» PROBLEM:
Would you please give the entries again word for word, with no images in your copy?
-- Opening Marker --
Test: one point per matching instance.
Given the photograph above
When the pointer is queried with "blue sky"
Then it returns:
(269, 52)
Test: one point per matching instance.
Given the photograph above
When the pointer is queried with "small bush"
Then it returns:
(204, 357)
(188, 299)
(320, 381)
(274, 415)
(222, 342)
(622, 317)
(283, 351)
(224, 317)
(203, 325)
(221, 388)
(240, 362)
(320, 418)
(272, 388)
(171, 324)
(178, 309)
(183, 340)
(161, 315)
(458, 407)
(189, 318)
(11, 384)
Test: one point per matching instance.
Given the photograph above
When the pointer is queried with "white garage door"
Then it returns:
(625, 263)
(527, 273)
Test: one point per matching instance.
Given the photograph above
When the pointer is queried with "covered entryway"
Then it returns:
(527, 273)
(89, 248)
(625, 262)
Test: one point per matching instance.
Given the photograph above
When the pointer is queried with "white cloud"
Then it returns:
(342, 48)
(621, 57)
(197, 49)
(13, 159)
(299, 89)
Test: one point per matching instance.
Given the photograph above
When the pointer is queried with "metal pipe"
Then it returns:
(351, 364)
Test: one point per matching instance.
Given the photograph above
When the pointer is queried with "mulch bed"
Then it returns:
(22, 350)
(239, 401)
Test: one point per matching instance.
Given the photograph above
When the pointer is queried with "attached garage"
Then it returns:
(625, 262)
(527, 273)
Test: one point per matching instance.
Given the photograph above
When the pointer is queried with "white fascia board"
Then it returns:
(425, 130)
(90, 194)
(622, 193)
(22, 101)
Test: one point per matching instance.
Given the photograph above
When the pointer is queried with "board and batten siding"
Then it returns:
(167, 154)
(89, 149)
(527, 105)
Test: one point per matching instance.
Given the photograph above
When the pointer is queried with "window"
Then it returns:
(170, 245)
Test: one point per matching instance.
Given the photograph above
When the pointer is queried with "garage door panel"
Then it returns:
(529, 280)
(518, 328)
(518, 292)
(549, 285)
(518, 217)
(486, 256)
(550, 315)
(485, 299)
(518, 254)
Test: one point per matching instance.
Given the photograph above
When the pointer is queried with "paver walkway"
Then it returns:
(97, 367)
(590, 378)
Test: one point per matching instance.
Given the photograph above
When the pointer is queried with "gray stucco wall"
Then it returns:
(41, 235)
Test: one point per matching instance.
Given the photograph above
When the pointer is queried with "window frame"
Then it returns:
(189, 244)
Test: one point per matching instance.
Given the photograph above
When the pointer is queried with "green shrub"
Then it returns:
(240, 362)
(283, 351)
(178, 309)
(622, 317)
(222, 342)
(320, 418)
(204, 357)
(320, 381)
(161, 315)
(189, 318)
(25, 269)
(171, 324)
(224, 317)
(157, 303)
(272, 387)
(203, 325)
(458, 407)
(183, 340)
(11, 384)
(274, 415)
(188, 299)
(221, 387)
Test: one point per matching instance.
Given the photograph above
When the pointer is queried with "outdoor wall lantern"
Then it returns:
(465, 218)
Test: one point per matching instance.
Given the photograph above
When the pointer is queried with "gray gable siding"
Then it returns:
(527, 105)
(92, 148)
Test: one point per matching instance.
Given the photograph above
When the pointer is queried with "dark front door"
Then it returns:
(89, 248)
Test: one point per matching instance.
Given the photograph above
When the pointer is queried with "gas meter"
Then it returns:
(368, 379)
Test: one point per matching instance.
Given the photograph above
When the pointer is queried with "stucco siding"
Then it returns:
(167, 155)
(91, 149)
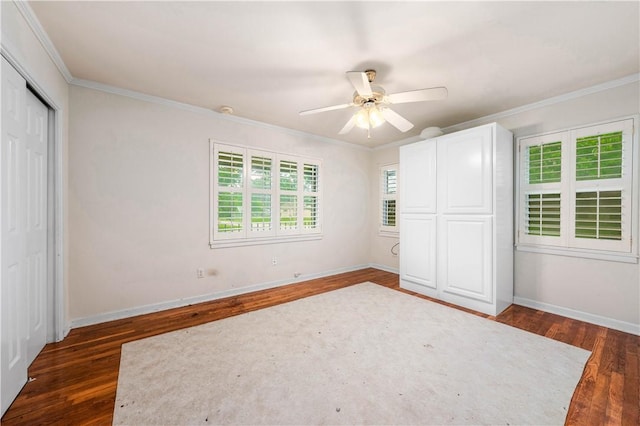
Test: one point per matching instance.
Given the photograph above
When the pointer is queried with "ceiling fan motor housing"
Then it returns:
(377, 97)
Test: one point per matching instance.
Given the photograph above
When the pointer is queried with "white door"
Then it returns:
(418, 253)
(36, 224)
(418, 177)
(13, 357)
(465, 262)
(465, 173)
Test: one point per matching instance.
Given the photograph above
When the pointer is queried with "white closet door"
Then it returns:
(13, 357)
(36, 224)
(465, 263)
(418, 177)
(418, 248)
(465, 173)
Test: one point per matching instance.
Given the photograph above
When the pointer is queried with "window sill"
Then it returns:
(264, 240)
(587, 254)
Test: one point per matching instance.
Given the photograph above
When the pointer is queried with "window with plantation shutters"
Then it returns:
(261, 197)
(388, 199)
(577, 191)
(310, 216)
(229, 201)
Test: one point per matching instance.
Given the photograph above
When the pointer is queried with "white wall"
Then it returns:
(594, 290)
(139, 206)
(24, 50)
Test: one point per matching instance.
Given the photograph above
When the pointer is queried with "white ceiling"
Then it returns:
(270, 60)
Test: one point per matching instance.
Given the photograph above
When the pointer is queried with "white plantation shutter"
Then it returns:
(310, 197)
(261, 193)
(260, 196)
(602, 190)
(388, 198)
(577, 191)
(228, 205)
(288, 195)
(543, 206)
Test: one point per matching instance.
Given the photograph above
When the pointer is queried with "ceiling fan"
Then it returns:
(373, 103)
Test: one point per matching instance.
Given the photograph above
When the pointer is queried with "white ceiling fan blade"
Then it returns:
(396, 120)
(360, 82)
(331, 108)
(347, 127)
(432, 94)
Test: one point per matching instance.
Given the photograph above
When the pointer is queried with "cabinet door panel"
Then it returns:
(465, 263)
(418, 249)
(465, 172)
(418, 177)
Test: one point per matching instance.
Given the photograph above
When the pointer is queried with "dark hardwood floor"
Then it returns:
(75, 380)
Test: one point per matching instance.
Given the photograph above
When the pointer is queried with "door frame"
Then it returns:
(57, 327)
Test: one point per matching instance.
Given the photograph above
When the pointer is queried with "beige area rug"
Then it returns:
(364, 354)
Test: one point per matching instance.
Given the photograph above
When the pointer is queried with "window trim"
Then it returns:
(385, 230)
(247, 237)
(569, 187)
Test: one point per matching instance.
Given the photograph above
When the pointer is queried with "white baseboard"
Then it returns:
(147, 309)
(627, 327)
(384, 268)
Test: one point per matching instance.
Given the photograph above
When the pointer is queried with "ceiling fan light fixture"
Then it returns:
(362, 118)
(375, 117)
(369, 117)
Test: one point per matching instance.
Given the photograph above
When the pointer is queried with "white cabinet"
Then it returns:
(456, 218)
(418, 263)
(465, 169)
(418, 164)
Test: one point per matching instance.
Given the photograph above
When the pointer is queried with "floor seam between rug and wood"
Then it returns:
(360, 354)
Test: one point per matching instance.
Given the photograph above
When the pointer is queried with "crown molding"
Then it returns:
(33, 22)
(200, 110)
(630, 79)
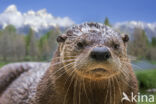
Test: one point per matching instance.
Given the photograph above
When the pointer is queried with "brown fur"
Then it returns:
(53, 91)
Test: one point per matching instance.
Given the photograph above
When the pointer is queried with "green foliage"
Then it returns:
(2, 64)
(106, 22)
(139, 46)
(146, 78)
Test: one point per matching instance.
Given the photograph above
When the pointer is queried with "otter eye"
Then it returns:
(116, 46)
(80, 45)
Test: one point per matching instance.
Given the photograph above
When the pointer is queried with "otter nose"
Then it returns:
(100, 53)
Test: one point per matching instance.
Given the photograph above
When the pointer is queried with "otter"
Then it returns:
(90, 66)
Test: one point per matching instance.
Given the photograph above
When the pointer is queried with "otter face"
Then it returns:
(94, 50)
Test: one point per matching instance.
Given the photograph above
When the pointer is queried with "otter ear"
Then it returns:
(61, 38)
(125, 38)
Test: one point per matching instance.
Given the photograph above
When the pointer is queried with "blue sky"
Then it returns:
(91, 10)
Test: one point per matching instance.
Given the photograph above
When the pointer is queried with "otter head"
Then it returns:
-- Closing Marker --
» RESPONSE AREA:
Test: one point per matching instance.
Given the photograph above
When the pointer is queried with "blue sky"
Then it returns:
(269, 52)
Test: one point per matching instance.
Given the photograph above
When the pointer is queried with "small bush"
Then it returns:
(204, 357)
(188, 299)
(320, 381)
(274, 415)
(222, 342)
(622, 317)
(283, 351)
(224, 317)
(203, 325)
(221, 388)
(240, 362)
(320, 418)
(272, 388)
(171, 324)
(178, 309)
(183, 340)
(161, 315)
(458, 407)
(189, 318)
(11, 384)
Test: one point per matching instance.
Given the photograph above
When the pointer is queried with "white garage door"
Then it returns:
(625, 263)
(527, 273)
Test: one point per matching instance.
Given the photograph above
When the pointer is queried with "covered entryway"
Then it returns:
(527, 273)
(89, 248)
(625, 262)
Test: one point per matching instance.
Given the photograph above
When the pointer is queried with "white cloud"
Then it returns:
(342, 48)
(621, 57)
(197, 49)
(13, 159)
(299, 89)
Test: one point per matching instance.
Given the photograph above
When the pointer is queried with "metal pipe"
Then it returns:
(351, 364)
Test: one point per matching instance.
Given the photograph above
When the pointer is queried with "mulch bed"
Then it returns:
(22, 350)
(239, 401)
Test: one point per matching instance.
Given the photograph above
When the pointer is queried with "attached garage"
Then it returns:
(625, 262)
(527, 273)
Test: one point per matching instance.
Given the photograph above
When the pointer is queried with "white fascia board"
Then it returns:
(425, 130)
(90, 194)
(622, 193)
(22, 101)
Test: one point per matching instance.
Given the photograph above
When the pointer is queried with "board and batten siding"
Then it returns:
(167, 154)
(89, 149)
(527, 105)
Test: one point per matching instance.
Given the photograph above
When the pointer is queried with "window"
Then it returns:
(170, 245)
Test: one point per matching instance.
Given the photograph above
When the pointer is queried with "garage door panel"
Then it returns:
(529, 280)
(518, 328)
(518, 292)
(549, 285)
(518, 217)
(486, 256)
(550, 315)
(485, 299)
(518, 254)
Test: one point per matching instance.
Given the photograph above
When the pointer is queried with "paver walkway"
Then it returns:
(97, 367)
(590, 378)
Test: one point per matching instance.
Given the photograph above
When the pointer is queried with "gray stucco wall"
Then it returns:
(41, 235)
Test: one point per matching instance.
Given the photograph above
When the pointer is queried with "window frame"
Then it returns:
(189, 244)
Test: one point per matching instance.
Given the photograph above
When the pointer is queried with "green shrub"
Then it returns:
(240, 362)
(283, 351)
(178, 309)
(622, 317)
(222, 342)
(320, 418)
(204, 357)
(320, 381)
(161, 315)
(189, 318)
(25, 269)
(171, 324)
(224, 317)
(157, 303)
(272, 387)
(203, 325)
(458, 407)
(183, 340)
(11, 384)
(274, 415)
(188, 299)
(221, 387)
Test: one point per matching instance.
Given the photograph above
When the pointer is queried with "outdoor wall lantern"
Then it returns:
(465, 218)
Test: one point per matching instance.
Given the photograph above
When the pointer is queried with "gray gable siding"
Then it returns:
(527, 105)
(92, 148)
Test: one point per matching instance.
Given the photograph above
When the pointer is queried with "dark front door"
Then it returns:
(89, 248)
Test: one point per matching instance.
Given the photograph above
When the pointer is queried with "gas meter"
Then it returns:
(368, 379)
Test: one point per matching instance.
Given the photograph above
When the pointer is queried with "stucco siding"
Then it returns:
(167, 155)
(91, 149)
Test: one point per matching instance.
Given the photograph above
When the pointer is queried with "ceiling fan motor housing"
Then it returns:
(377, 97)
Test: one point per matching instance.
Given the photograph above
When the pointer is queried with "white door"
Then it returns:
(418, 253)
(36, 224)
(418, 177)
(13, 357)
(465, 262)
(465, 173)
Test: one point per matching instance.
Given the photograph above
When the pointer is queried with "white closet door"
Then it returns:
(13, 357)
(36, 224)
(465, 263)
(418, 177)
(418, 248)
(465, 173)
Test: one point per matching instance.
Given the photograph above
When the pointer is queried with "window sill"
Then it returns:
(264, 240)
(587, 254)
Test: one point per matching instance.
Given the photograph above
When the pointer is queried with "window with plantation shutters"
Then it returns:
(261, 197)
(388, 199)
(577, 191)
(310, 216)
(229, 201)
Test: one point per matching instance.
Given the photograph above
When the pointer is queried with "white wall"
Then it returns:
(594, 290)
(139, 206)
(24, 50)
Test: one point per matching instance.
Given the photograph above
When the pointer is queried with "white ceiling"
Then it returns:
(270, 60)
Test: one point per matching instance.
Given the photograph above
When the pointer is queried with "white plantation shutter"
Then it returns:
(310, 197)
(261, 193)
(260, 196)
(602, 190)
(388, 198)
(577, 191)
(228, 205)
(288, 195)
(543, 206)
Test: one point per matching instance.
Given the photograph above
When the pointer is queried with "ceiling fan"
Then it returns:
(373, 103)
Test: one point per matching instance.
Given the photograph above
When the pointer is queried with "white ceiling fan blade"
Then it returns:
(396, 120)
(360, 82)
(331, 108)
(347, 127)
(432, 94)
Test: one point per matching instance.
Given the photograph above
When the pointer is queried with "cabinet door panel"
Then it returns:
(465, 263)
(418, 249)
(465, 172)
(418, 177)
Test: one point per matching instance.
Given the photograph above
When the pointer is queried with "dark hardwood floor"
Then it returns:
(75, 380)
Test: one point per matching instance.
Given the photograph above
When the pointer is queried with "door frame"
Then it returns:
(57, 327)
Test: one point per matching instance.
Given the photograph above
When the pointer is queried with "beige area rug"
Then it returns:
(364, 354)
Test: one point per matching instance.
Given the photograph above
When the pointer is queried with "window trim"
Then it returns:
(385, 230)
(247, 237)
(569, 187)
Test: one point per matching instance.
Given the photograph above
When the pointer is queried with "white baseboard"
Then it returns:
(147, 309)
(627, 327)
(384, 268)
Test: one point per matching instance.
Given the photograph above
When the pointer is queried with "ceiling fan light fixture"
Then it returns:
(362, 118)
(375, 117)
(369, 117)
Test: one point per matching instance.
Given the photograph above
When the pointer is queried with "white cabinet"
Then it returns:
(456, 218)
(418, 263)
(465, 169)
(418, 164)
Test: one point per matching instance.
Given the photograph above
When the pointer is queried with "floor seam between rug and wood"
Then it returns:
(360, 354)
Test: one point per matching instance.
Given the photograph above
When the pointer is queried with "crown molding"
Then it returns:
(33, 22)
(200, 110)
(630, 79)
Test: one point per matching instance.
Given the photograph above
When the pointer is queried with "brown fur"
Then it returns:
(53, 91)
Test: one point per matching instance.
Given the photograph above
When the pointer is queried with "green foliage"
Then it returns:
(2, 64)
(106, 22)
(139, 46)
(146, 78)
Test: one point per matching instance.
Given the photograph above
When the pointer is queried with "otter eye"
Then it returns:
(116, 46)
(80, 45)
Test: one point per matching instance.
Given the photograph above
When the pointer is queried with "otter nose"
Then it returns:
(100, 53)
Test: one point per matching instance.
Given the photograph above
When the pointer is queried with "otter"
Then it returns:
(90, 66)
Test: one point per matching instance.
Given the photograph above
When the pointer is queried with "otter face"
Then it returns:
(94, 50)
Test: one point per matching instance.
Given the photograph above
When the pointer is queried with "otter ear"
Then it returns:
(61, 38)
(125, 38)
Test: one point per matching instance.
Given the photograph above
When the pointer is queried with "blue sky"
Then it returns:
(91, 10)
Test: one point per matching instance.
Given the photograph above
When the pointer is queried with "otter head"
Then it returns:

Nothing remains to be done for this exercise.